What you will do
Render the lines of the records below as a Markdown table with the columns Row and Line, leaving out any blank lines. Start with the line containing "Within an <instance>, prompts" and continue through the line containing "positive clicks: (82, 24) (82, 25)", including both.

Stored items from a collection:
- - - - - - -

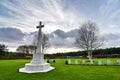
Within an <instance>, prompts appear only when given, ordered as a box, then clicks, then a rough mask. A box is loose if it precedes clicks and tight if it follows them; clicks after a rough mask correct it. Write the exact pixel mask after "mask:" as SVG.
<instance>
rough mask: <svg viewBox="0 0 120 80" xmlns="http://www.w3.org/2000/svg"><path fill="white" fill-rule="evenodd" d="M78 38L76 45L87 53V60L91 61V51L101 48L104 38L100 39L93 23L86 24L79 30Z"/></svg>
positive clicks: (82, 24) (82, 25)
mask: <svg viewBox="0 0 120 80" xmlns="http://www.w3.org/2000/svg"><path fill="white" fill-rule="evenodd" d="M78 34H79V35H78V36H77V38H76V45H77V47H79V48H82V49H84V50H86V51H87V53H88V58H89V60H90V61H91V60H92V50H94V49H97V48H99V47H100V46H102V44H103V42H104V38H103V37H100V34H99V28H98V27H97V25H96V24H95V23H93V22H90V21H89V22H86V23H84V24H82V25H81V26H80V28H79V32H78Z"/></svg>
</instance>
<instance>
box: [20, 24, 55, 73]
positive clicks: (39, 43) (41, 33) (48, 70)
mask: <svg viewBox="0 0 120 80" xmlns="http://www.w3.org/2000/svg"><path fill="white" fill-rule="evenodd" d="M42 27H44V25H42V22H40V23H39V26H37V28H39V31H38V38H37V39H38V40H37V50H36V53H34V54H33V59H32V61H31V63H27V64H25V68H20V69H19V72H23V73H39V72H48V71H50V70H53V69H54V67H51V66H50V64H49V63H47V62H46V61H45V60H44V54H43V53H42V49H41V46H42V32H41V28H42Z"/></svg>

- - - - - - -

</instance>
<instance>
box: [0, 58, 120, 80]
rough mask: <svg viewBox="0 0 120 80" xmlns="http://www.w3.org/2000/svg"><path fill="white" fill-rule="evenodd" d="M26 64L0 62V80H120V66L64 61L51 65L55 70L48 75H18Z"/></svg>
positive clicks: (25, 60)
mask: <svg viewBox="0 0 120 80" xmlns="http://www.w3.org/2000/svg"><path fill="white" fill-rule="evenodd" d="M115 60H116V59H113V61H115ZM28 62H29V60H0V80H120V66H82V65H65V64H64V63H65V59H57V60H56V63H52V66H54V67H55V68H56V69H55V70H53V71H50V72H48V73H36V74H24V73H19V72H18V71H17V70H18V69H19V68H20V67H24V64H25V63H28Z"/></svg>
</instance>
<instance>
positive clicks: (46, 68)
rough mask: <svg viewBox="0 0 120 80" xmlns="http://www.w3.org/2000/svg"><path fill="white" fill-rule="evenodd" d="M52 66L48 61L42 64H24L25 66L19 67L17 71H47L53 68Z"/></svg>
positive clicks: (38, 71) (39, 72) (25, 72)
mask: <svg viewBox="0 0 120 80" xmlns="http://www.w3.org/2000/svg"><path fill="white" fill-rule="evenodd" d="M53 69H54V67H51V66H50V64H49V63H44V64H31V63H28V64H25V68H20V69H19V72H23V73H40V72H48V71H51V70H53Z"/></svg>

- - - - - - -

Your response
| Row | Line |
|---|---|
| 1 | Within an <instance>, prompts appear only when given, ordered as a box, then clicks, then a rough mask. A box is loose if it precedes clicks and tight if it follows them; clicks after a rough mask correct it. Write the exact pixel mask after "mask:" as SVG. |
| 2 | <instance> |
| 3 | rough mask: <svg viewBox="0 0 120 80" xmlns="http://www.w3.org/2000/svg"><path fill="white" fill-rule="evenodd" d="M78 38L76 45L87 53V60L91 61V51L101 48L104 38L100 39L93 23L86 24L79 30Z"/></svg> |
| 4 | positive clicks: (82, 24) (82, 25) |